* **STATED GOAL**
Convert the data below into a two-column CSV whose header is text,answer, with one row for each passage and the full set of coordinates given for it. Enclose both fields in double quotes and replace every line break with a space.

— START OF LISTED ENTRIES —

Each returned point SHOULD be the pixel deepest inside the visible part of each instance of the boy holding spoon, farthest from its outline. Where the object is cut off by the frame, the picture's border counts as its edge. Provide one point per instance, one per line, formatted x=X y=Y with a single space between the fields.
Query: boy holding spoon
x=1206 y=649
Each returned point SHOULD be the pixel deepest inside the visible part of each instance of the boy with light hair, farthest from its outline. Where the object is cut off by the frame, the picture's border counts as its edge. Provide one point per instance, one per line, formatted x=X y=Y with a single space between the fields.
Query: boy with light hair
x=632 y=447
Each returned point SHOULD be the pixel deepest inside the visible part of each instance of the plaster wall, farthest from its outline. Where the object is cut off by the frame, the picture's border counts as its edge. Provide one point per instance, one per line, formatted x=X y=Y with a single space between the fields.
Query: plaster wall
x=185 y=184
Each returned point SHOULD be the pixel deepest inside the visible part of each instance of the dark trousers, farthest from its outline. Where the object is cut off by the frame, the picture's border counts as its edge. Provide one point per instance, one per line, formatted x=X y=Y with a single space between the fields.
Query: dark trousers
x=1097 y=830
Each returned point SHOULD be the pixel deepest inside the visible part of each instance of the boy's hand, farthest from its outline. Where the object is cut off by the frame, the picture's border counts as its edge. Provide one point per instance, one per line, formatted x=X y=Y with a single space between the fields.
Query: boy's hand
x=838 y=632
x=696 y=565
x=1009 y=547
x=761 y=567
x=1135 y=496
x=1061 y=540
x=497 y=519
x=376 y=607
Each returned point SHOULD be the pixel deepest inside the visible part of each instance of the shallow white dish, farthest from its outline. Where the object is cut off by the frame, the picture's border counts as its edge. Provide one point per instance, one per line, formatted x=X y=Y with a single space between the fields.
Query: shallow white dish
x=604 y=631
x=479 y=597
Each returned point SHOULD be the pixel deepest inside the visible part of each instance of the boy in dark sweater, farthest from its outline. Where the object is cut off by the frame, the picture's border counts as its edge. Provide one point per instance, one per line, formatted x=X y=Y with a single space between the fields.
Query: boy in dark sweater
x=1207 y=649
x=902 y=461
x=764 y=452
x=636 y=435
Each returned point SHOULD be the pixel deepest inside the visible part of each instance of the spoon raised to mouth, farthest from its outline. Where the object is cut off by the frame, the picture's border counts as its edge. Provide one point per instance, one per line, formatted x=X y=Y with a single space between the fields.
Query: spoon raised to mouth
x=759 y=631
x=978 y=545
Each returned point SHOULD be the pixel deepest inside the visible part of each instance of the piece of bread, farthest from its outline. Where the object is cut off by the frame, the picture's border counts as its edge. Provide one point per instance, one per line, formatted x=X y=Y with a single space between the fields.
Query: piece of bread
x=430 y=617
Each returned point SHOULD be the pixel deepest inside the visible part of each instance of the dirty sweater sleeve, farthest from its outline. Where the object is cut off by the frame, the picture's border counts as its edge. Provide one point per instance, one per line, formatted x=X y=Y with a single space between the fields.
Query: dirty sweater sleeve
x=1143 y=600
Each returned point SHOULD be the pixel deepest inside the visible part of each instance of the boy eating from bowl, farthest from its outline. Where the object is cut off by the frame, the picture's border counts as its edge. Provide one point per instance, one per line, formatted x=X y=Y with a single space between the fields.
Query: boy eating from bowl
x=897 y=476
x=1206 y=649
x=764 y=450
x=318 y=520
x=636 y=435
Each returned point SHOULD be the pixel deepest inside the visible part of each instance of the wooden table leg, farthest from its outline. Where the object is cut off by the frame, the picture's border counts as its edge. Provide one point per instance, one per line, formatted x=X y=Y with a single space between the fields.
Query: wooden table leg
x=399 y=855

— END OF LISTED ENTRIES —

* **RESULT**
text,answer
"Each returned point SHOULD be the pixel deepest inside the visible part of each instance of the boy holding spoon, farthest from its outline. Where the object is cut off by the frame, the picture's border counts as its edge. Provide one point per instance, one per line, formatted x=X y=Y with a single space between the fields. Query: boy holding spoon","x=1206 y=649"
"Each returned point SHOULD be the pixel deepest inside the visible part of each instance of the boy with light hair, farthest from its outline. Where the object is cut off by the frame, the picture's border counts as its edge. Provide one point per instance, one per line, formatted x=X y=Y with a single space between the fields. Query: boy with light hair","x=632 y=447"
"Each returned point SHOULD be the pixel deepest inside the visible part of each instance of the plaster wall, farthest from its outline. Where the object is cut off by the frame, the picture's border counts as its edge. Provide one point per instance, one per line, formatted x=X y=Y with a single space between the fields. Query: plaster wall","x=185 y=184"
"Each returned point SHOULD be the pixel deepest inside the visible part of each instance of the dark trousers, farthest from its outline. Where the object is cut off by the frame, the picture's border counts as its edge. Provide one point per instance, one per line, formatted x=X y=Y with a single space between the fields. Query: dark trousers","x=1097 y=830"
"Each returned point SHOULD be the pixel deepest inside the visible part of each instance of the boy's hand, farthest from its outline. Where the object is cut off by the frame, the picture's border counts as its edge. Provide one point per instance, one per line, formatted x=X y=Y with a single space between the fields. Query: boy's hand","x=838 y=632 x=696 y=565 x=1009 y=547 x=761 y=567 x=1135 y=496 x=1061 y=540 x=497 y=519 x=376 y=607"
"Each returned point SHOULD be the pixel deepest inside the visible part of each instance of the shallow white dish, farthest from its outline. Where the object is cut off by the frame, the picture's border counts as its edge. Provide one point per instance, one per line, formatted x=X y=Y with a single space between the fields. Query: shallow white dish","x=604 y=631 x=479 y=597"
"Each returned point SHOULD be the pixel deepest inside the visible part of each instance of the boy in dark sweater, farthest from its outline. Where the object is cut off by the frame, the picture's border counts as its edge. Provide one point per instance, one per line, formatted x=X y=Y with a single space between the fields. Query: boy in dark sweater","x=1207 y=649 x=902 y=461 x=764 y=452 x=636 y=435"
"Each returned point SHOULD be the pixel deepest inside the visible part of each instance of the spoon raised to mouth, farthest from its outline. Where the object is cut off by the frame, the picture's border counts as its edge. Provide one point per instance, one per line, formatted x=X y=Y with a single space between the fields. Query: spoon raised to mouth","x=759 y=631 x=978 y=545"
"Each returned point SHOULD be the pixel deepest inside the visible part of each instance of the piece of bread, farthest from its outline. Where the object is cut off by the frame, the picture's border counts as its edge. Provide one point per instance, one per line, formatted x=X y=Y with a single space between the fields. Query: piece of bread","x=430 y=617"
"Each returned point SHOULD be the pixel deepest inside the visible part of each instance of the dirty sweater sleeve, farthest from its outline. Where the object is cut off by the frame, the picture's border counts as its edge. Provide one point per instance, one per line, formatted x=X y=Y with a single space between the fields. Query: dirty sweater sleeve","x=1143 y=600"
"Each returned point SHOULD be the pixel deepest inside the visible part of each instance of the boy eating from bowl, farthest from its outline. Where the object is cut off by the frame, the picture's border counts as its edge. Provide one point per instance, one per line, formatted x=X y=Y with a single space between the fields. Query: boy eating from bowl","x=897 y=476 x=1206 y=649 x=764 y=450 x=318 y=520 x=636 y=435"
"Each returned point SHOULD be the pixel deepest inside the visible part of each instance of the wooden table leg, farthest from its outline. Where the object is cut off by the frame, the picture's border counts as its edge. Provide one point per instance, one per line, formatted x=X y=Y with a single space between the fields. Query: wooden table leg","x=399 y=855"